Russische AKWs in Osteuropa besonders vom Jahr-2000-Problem gefährdet
Der amerikanische Geheimdienst CIA lobt sich und sieht sonst weltweit viele Mängel, während das Militär Noteinsätze in Simulationen übt
In einem Bericht für das Government Readiness Subcommittee des Senats gab CIA-Direktor John A.Gordon einen Überblick über den Stand der Dinge bei der Bewältigung des Jahr-2000-Problems in den USA und im Ausland. Das Ziel des Geheimdienstes ist die Sicherstellung, daß Militärs und Politiker keine Unterbrechung des Informationsflusses durch das Y2K-Problem erfahren sollen. Während das Problem für die wichtigen US-Systeme bis zum kritischen Datum weitgehend gelöst werden würde, drohen aber, so Gordon, Störungen in den übrigen Staaten der Welt, die oft erst sehr kurzem auf das Problem aufmerksam wurden oder es noch gar nicht angegangen haben.

ERFASSTE ANGABEN:
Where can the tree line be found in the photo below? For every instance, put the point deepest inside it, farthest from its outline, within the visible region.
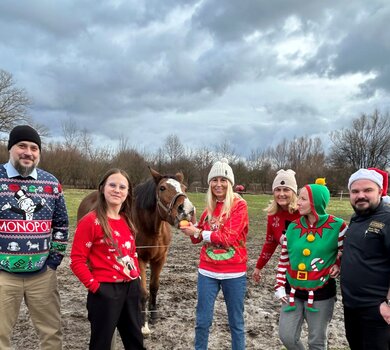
(78, 163)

ARBEITSAUFTRAG: Welche Abkürzungen enthält der Text zum Jahr-2000-Problem, ohne die Initiale im Personennamen? Die Auflistung ist eigenständiges Material.

ERGEBNIS: AKWs, CIA, Y2K, USA, US